== DATA PROVIDED ==

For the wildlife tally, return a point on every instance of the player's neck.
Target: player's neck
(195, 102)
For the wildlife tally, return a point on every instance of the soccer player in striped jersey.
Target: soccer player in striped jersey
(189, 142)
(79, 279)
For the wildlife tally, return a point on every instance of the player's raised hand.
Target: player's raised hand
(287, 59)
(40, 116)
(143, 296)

===

- _WHAT TO PRODUCE_:
Render the lines of the items above as a Markdown table with columns named Row and Line, numbering each row and leaving out any blank lines.

- _EXERCISE RESULT_:
| Row | Line |
|---|---|
| 1 | For the wildlife tally, return a point on every instance of the player's neck. |
| 2 | Target: player's neck |
| 3 | (195, 102) |
| 4 | For the wildlife tally, return a point on every instance of the soccer player in striped jersey. |
| 5 | Target: soccer player in striped jersey |
| 6 | (189, 142) |
| 7 | (79, 279) |
| 8 | For the wildlife tally, return a point on every instance of the player's raised hand. |
| 9 | Target: player's raised hand |
| 10 | (287, 59) |
| 11 | (40, 116) |
| 12 | (143, 296) |